Source text:
● ● ● ● ● ● ●

A cold is a viral infection which affects the throat, nose and sinuses.
It usually clears up within a week or two but sometimes the symptoms can last three weeks.
According to multiple studies, though, taking zinc acetate lozenges can shorten a cold from a week to just four days.
The lozenges are available in health shops and local pharmacies and mostly effective when taken within 24 hours of the cold starting.
Zinc acetate lozenges are more effective than swallowing pills since the lozenges dissolve in the mouth.
The zinc ions are spread into saliva and then to the throat (pharyngeal region) and they also travel up into the nasal passages.
Therefore, by attacking the virus in the throat and nasal passages they work better on sore throats and nasal symptoms.
Dr Harri Hemila, the study’s lead author, said:
“Ordinary tablets that enter directly into the stomach, without releasing zinc in the pharyngeal [throat] region, are not effective.”

● ● ● ● ● ● ●

Data excerpts:
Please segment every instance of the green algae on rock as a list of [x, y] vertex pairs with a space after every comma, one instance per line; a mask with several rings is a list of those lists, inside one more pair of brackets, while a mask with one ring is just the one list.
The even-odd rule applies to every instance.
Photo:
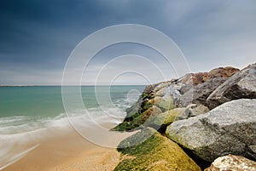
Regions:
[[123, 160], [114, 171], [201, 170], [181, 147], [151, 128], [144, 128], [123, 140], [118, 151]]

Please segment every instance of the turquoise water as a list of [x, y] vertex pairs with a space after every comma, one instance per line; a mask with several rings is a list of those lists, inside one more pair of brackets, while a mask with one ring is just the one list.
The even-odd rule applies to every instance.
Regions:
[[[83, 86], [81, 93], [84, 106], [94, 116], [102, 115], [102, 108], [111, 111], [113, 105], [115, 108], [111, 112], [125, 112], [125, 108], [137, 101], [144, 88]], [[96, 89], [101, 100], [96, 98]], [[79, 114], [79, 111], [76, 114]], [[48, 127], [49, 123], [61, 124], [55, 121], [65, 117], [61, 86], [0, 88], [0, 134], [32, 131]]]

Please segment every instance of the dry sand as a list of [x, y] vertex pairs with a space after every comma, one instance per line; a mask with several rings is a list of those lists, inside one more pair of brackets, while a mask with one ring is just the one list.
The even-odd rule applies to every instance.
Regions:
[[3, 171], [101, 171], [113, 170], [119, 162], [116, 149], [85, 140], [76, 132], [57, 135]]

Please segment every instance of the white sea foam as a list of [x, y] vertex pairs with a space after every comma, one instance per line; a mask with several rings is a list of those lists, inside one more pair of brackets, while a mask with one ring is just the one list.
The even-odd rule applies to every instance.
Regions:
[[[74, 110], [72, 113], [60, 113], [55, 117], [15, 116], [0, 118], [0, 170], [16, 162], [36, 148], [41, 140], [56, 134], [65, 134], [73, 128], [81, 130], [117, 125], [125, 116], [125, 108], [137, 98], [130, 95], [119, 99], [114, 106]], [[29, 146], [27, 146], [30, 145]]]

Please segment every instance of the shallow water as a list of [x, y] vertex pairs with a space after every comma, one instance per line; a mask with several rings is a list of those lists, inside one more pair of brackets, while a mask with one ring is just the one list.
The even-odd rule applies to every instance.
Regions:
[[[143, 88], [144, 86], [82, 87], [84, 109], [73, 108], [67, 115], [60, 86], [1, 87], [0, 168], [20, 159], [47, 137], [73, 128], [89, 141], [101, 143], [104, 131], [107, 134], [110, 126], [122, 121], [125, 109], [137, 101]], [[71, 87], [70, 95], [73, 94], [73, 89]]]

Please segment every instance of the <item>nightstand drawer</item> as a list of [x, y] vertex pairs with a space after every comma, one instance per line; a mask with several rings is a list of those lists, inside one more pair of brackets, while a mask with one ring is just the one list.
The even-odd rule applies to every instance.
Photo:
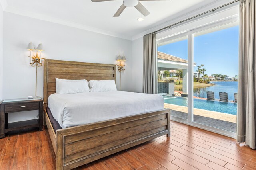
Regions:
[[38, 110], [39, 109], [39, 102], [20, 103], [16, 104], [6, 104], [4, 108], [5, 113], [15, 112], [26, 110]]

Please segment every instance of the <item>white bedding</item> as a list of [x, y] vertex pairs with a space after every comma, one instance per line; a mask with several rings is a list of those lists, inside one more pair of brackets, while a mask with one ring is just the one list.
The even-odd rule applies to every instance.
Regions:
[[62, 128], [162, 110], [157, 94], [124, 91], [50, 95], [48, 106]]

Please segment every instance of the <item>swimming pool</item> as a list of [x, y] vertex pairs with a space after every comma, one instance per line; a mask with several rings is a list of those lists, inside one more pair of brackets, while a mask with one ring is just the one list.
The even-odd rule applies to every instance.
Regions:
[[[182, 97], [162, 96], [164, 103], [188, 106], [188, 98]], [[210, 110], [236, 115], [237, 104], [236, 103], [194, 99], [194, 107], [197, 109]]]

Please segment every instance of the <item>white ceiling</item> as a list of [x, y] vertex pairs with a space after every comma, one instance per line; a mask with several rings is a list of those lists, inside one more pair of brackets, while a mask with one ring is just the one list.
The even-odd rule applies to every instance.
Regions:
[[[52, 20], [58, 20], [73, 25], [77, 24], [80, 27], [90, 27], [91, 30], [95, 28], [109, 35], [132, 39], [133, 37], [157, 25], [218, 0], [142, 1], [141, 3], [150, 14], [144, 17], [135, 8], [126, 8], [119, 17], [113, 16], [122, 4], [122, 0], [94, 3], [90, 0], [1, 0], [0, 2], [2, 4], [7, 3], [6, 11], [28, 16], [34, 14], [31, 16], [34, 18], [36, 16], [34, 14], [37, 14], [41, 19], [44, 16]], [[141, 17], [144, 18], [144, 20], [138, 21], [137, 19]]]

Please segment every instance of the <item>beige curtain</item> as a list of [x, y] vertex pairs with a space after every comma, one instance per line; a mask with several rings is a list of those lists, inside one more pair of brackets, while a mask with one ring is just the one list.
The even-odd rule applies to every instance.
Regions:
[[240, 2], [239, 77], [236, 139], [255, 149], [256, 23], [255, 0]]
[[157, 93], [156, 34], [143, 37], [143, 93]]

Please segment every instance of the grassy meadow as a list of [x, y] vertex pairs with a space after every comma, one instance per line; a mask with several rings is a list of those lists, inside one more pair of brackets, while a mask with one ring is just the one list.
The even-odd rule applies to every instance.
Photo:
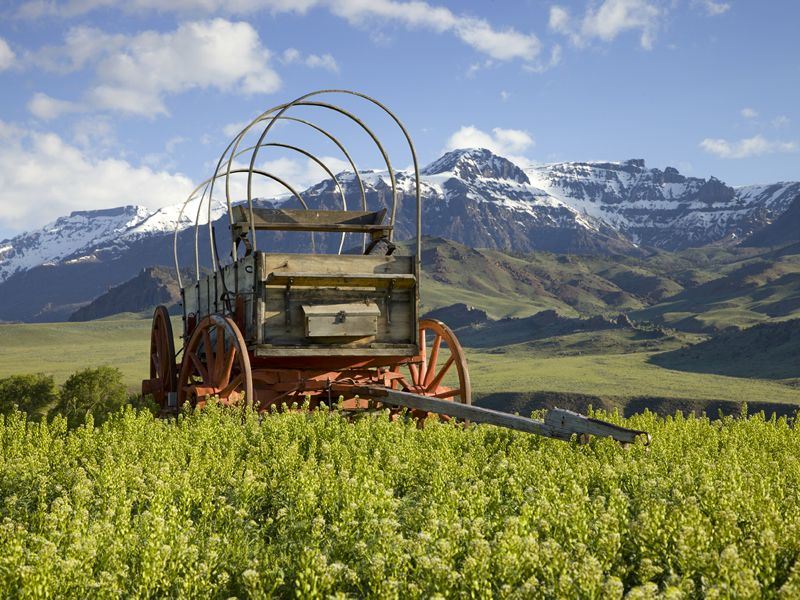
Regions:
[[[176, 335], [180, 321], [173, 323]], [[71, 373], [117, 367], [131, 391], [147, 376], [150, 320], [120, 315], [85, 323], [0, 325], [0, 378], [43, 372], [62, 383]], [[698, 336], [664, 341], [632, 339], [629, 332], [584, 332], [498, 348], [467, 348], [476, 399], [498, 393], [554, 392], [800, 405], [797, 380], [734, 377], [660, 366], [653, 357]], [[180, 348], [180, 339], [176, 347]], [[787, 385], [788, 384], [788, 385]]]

● ● ● ● ● ● ●

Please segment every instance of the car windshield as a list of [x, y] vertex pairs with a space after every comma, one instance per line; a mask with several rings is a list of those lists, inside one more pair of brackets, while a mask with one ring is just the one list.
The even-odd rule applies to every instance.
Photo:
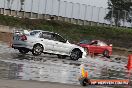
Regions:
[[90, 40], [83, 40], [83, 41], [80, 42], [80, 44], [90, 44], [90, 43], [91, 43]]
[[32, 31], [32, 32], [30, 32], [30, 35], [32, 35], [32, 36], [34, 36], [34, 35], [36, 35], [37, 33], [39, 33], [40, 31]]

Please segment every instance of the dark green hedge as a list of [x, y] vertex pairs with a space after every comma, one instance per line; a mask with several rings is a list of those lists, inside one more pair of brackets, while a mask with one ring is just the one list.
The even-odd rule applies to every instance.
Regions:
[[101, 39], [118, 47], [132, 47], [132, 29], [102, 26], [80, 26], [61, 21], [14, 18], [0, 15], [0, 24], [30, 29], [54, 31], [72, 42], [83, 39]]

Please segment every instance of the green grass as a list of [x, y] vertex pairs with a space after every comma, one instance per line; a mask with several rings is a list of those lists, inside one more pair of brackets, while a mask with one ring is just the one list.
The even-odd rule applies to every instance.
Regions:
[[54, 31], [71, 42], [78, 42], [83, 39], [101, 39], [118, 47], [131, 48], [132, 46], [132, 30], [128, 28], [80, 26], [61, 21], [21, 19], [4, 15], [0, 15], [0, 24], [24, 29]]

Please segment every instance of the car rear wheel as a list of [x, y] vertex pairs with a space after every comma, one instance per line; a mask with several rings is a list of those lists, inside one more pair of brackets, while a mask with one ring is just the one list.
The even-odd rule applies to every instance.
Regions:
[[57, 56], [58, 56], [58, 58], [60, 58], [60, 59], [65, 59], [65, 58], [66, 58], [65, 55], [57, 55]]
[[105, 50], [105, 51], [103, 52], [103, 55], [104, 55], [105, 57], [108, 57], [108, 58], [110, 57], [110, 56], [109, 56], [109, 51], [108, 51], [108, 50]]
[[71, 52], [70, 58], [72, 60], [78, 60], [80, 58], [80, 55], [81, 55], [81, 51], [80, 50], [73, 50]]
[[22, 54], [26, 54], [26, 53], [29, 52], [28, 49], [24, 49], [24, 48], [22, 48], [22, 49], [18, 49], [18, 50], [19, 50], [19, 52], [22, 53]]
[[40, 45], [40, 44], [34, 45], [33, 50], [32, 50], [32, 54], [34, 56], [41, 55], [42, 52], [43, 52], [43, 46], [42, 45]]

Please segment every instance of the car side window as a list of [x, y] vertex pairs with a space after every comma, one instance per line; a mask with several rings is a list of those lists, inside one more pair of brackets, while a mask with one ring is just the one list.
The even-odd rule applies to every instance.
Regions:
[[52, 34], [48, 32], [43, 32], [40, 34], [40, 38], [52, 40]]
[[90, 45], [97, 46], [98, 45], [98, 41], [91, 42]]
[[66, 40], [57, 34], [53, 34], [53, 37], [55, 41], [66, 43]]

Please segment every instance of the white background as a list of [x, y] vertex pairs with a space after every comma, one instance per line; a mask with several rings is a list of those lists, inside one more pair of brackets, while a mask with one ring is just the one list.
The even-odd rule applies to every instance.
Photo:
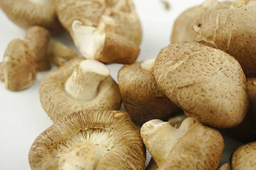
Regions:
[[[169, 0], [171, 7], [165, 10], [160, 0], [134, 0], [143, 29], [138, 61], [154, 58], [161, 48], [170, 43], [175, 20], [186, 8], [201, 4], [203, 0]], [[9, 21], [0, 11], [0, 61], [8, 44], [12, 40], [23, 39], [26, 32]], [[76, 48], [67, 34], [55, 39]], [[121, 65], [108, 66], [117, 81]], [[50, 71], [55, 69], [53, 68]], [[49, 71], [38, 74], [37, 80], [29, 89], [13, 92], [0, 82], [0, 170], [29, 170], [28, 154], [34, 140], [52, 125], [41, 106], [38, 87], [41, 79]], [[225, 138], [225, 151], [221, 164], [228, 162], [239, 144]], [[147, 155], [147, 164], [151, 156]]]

● ● ● ● ● ● ●

Required action 1:
Could you extract the part of the zinc lozenge passage that begins at the words "The lozenges are" and stops after "and nasal symptoms."?
Required action 2:
How might the zinc lozenge passage go on after its final sentence? Continue it from there.
The entries have nothing to do with any of this.

Response 1:
The lozenges are available in health shops and local pharmacies and mostly effective when taken within 24 hours of the cold starting.
Zinc acetate lozenges are more effective than swallowing pills since the lozenges dissolve in the mouth.
The zinc ions are spread into saliva and then to the throat (pharyngeal region) and they also travel up into the nasal passages.
Therefore, by attacking the virus in the throat and nasal passages they work better on sore throats and nasal symptoms.

Response 2:
The recommended dosage is 80 mg per day and it shouldn’t exceed 100 mg per day.
Dr Harri Hemila and his colleague Elizabeth Chalker, in their previous study published in BMC Family Practice suggested:
“Zinc acetate lozenges releasing zinc ions at doses of about 80 mg/day may be a useful treatment for the common cold, started within 24 hours, for a time period of less than two weeks.”
The previous study showed that zinc lozenges also reduce the duration of cold symptoms, including reducing:
- coughing by 46%,
- nasal congestion by 37%,
- a scratchy throat by 33%,
- sneezing by 22%,
- hoarseness by 43%,
- sore throat by 18%,
- and muscle aches by 54%.
Patients in this study took, on average, 1 lozenge containing 9 mg zinc every 2 hours while awake and the total dosage was between 80 and 92 mg per day.
The researchers found that, compared to the placebo group, the colds of patients who took zinc lozenges were three days shorter than the full-length week-long cold.
Dr Hemila advised:
“Common cold patients should be encouraged to try zinc acetate lozenges not exceeding 100 mg of elemental zinc per day for treating their colds.”
The study was published in the British Journal of Clinical Pharmacology (Hemilä et al., 2016).